# SELECTED TEXT
Another serious defect of the proposed new system was loss of flexibility. A trader would not be able to cater for a new traffic flow simply by calling upon a haulier or putting his own vehicles on the road. He would first have to go through lengthy traffic court procedure—with no certainty that a licence would be granted. Meanwhile much consequential planning of terminal handling and packing arrangements would be put into cold storage.

It was symptomatic of the one-sidedness of the proposals, Mr. Featherstone complained, that while the claimed intention was to make the best use of investment, i.e. Freightliners, there was no mention of the waste of investment which would be involved in road vehicles, ancillary plant and loading bays.

Certainly there was no provision for compensation for vehicles which had to be prematurely sold at deflated values, or for obsolescent ancillary plant.

Gravel by rail?

No other word than "ludicrous" adequately described the bulk traffic proposal, Mr. Featherstone declared. It was abundantly clear that, except on sidingto-siding traffic, BR could not hope to compete with road transport over distances of the specified 25 miles. Likewise, the selection of commodities listed was incomprehensible, some of which BR have frequently admitted their inability to carry. (They include such Iraffie as petroleum and chemicals, coal and coke, iron and steel, excavated materials.) In the face of the "virtually unanswerable" arguments put forward by the TRTA, he was hopeful that this bulk traffic proposal had been exposed to such ridicule that it would be substantially altered by the time the White Paper was published.

# RAW DATA
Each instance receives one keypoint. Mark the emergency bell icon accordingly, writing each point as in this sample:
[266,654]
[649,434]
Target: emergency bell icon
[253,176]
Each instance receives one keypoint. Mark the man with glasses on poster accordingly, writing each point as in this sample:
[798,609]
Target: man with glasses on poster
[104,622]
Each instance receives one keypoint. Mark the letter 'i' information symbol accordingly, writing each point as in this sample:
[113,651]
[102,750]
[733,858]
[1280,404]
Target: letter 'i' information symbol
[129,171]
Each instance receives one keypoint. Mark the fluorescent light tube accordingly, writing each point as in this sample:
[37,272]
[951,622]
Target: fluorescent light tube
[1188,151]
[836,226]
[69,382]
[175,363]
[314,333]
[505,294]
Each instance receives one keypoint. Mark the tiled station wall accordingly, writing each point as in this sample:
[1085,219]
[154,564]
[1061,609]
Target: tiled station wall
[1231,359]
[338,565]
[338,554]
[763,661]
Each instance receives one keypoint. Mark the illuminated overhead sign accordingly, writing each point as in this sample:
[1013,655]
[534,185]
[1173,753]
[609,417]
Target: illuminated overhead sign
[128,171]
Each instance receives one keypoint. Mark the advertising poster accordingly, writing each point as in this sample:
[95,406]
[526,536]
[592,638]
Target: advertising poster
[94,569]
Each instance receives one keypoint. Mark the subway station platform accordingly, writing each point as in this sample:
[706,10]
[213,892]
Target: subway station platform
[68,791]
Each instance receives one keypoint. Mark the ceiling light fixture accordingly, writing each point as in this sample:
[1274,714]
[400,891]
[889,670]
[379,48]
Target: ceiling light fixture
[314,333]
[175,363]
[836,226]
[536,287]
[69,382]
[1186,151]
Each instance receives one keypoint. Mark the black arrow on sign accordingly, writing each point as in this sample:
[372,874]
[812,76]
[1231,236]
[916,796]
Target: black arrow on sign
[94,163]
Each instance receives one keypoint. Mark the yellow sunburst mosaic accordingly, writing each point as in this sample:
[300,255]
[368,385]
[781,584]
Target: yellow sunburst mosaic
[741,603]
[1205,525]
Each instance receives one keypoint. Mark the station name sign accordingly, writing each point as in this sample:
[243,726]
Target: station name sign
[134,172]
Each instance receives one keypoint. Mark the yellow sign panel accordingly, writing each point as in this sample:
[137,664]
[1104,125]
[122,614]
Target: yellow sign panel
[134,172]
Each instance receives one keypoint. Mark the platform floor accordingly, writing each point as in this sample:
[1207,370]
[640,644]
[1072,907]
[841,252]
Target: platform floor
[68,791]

# EXERCISES
- 1) Translate into French this sentence from the passage on the transport proposals: "Certainly there was no provision for compensation for vehicles which had to be prematurely sold at deflated values, or for obsolescent ancillary plant."
- 2) Decide whether each statement agrees with the passage on the transport proposals, answering yes or no and quoting the deciding words: (a) Under the proposed system, a trader would have to go through traffic court procedure before handling a new traffic flow. (b) Mr. Featherstone regarded the bulk traffic proposal as reasonable. (c) The proposals provided compensation for vehicles sold early at deflated values.
- 3) From the passage on the transport proposals, set down the words beginning at "Certainly there was" and stopping after "obsolescent ancillary plant.".

# RESULTS OF THE EXERCISE
- 1) Il n'était certes prévu aucune indemnisation pour les véhicules qui devaient être vendus prématurément à des prix dépréciés, ni pour le matériel auxiliaire obsolescent.

- 2)
(a) Yes: "He would first have to go through lengthy traffic court procedure"
(b) No: "ludicrous" and "adequately described the bulk traffic proposal"
(c) No: "Certainly there was no provision for compensation for vehicles which had to be prematurely sold at deflated values"

- 3)
Certainly there was no provision for compensation for vehicles which had to be prematurely sold at deflated values, or for obsolescent ancillary plant.